Tasks to perform ->
a – Could you return, word for word, the part of the passage about family policing that opens with the words containing "But even so, Abdurahman" and closes with "including the baby."?
b – Which lines of the records contain the string "target"? Select and copy each one.

─── Document passage ───

In a couple of ways, Abdurahman was fortunate: She has the education and the experience with the system – she was a kinship foster parent for her brother’s children – to know how to fight back, how to document everything and how to go on offense.  Most parents facing the kind of assault her family faced wouldn’t stand a chance on their own.  (ACS is doing its best to keep it that way, successfully lobbying against legislation to simply inform families of the few rights they already have.  So JMac For Families has launched a campaign to tell them – including ads on city buses.) 

Oh, and Abdurahman had one other thing going for her: When the family police pounded on the door and demanded entry at 2 a.m., the home was tidy.  

I’ve often written that there is no line of work I know of that takes more seriously than family policing the idea that cleanliness is next to godliness – and none where the consequences can be so awful.  Sure enough, Abdurahman writes, one of the family police caseworkers said: “We don’t take kids from apartments that look nice like yours …”  (So remember, if you really are one of the very few parents who brutalizes their children, just be sure to keep the home spotless!) 

But even so, Abdurahman writes, the caseworkers 

insisted on completing the most dreaded aspect of an investigation: waking up the kids for strip searches to check them for bruises. I marched each of them out one at a time into the bathroom, where they had to remove all of their clothes down to their underwear, including the baby. 

I mention this because, for some reason, the single element of trauma inflicted on children by the family police that reporters find hardest to believe really happens is the widespread practice of stripsearching.  (That’s why I so often cite a story from The New Yorker, which has an outstanding record for fact-checking.) 

Perhaps reporters find it hard to believe because they are mostly white and middle-class. And, as Abdurahman writes: 

While what happened to us might seem shocking to middle-class readers, for [us,] family policing … is the weather.

─── Stored records ───

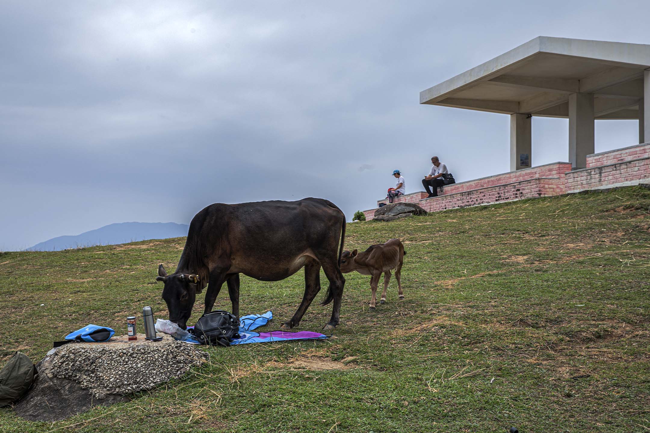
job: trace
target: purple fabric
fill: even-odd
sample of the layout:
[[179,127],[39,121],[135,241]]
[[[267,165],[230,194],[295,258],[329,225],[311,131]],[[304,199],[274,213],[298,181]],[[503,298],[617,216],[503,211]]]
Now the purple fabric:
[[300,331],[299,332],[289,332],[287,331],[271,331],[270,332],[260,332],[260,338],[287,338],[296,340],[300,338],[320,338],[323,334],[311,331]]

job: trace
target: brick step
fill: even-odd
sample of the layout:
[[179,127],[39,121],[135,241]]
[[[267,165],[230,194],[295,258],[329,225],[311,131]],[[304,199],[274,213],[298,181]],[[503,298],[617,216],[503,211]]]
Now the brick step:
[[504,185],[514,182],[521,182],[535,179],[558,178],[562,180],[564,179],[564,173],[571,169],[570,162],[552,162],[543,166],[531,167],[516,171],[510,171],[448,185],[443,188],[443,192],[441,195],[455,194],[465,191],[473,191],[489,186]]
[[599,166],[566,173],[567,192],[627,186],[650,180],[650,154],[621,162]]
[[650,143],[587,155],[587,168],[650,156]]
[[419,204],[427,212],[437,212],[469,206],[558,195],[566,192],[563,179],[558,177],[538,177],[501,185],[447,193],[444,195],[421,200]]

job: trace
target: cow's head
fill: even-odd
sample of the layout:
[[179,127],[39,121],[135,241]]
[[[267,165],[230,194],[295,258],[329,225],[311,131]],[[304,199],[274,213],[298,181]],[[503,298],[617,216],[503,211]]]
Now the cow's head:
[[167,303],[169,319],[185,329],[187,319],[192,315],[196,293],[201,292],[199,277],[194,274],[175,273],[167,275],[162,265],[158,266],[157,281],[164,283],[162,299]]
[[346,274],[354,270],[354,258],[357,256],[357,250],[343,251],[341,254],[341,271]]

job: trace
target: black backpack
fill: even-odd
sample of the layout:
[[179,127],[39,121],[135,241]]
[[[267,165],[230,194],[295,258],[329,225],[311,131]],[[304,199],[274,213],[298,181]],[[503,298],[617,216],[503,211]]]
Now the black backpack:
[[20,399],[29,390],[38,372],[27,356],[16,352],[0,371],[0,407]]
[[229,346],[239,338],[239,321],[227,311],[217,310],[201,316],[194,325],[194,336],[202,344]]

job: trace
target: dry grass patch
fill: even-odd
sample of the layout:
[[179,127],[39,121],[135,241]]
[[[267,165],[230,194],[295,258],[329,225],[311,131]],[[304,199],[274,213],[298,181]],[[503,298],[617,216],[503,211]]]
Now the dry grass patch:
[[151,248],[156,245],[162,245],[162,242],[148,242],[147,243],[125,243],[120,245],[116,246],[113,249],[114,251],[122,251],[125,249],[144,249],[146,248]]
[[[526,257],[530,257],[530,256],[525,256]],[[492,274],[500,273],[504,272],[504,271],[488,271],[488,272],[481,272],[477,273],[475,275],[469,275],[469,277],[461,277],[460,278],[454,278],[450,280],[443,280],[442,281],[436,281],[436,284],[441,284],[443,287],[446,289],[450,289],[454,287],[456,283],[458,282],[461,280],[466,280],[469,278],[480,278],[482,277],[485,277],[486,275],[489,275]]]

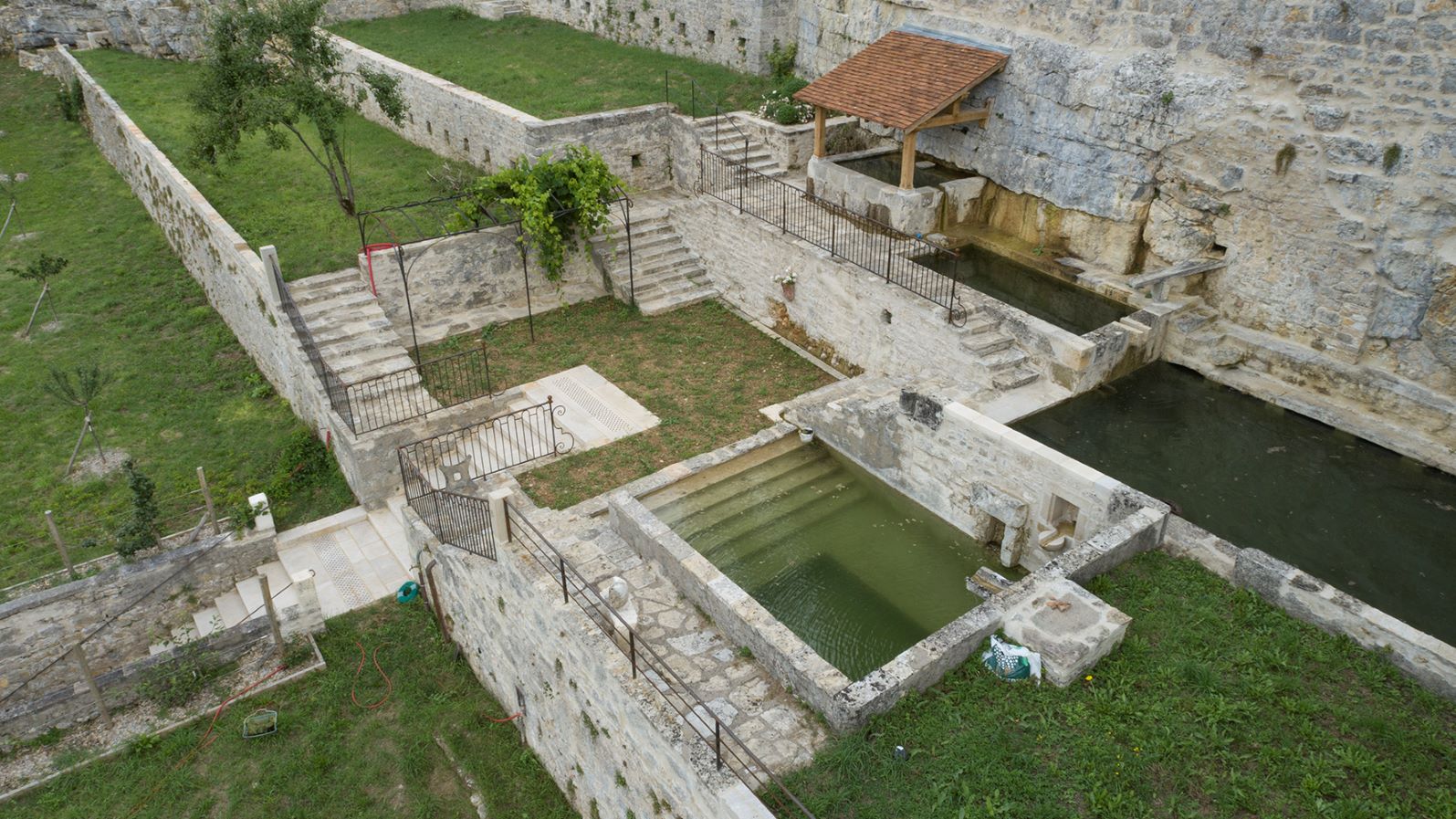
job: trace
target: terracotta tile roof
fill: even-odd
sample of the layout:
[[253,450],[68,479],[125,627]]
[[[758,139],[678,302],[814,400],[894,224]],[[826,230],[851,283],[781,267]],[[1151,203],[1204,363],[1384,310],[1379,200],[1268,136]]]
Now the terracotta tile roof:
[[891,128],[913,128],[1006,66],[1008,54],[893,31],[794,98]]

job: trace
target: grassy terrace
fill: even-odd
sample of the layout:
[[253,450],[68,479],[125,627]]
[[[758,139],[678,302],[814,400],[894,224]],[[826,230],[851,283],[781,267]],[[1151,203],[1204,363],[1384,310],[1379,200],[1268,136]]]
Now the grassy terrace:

───

Solutions to the tasks ->
a –
But even so, Abdurahman writes, the caseworkers 

insisted on completing the most dreaded aspect of an investigation: waking up the kids for strip searches to check them for bruises. I marched each of them out one at a time into the bathroom, where they had to remove all of their clothes down to their underwear, including the baby.

b –
target: purple fabric
target: brick step
target: cow's head
target: black backpack
target: dry grass patch
target: terracotta tile roof
target: grassy terrace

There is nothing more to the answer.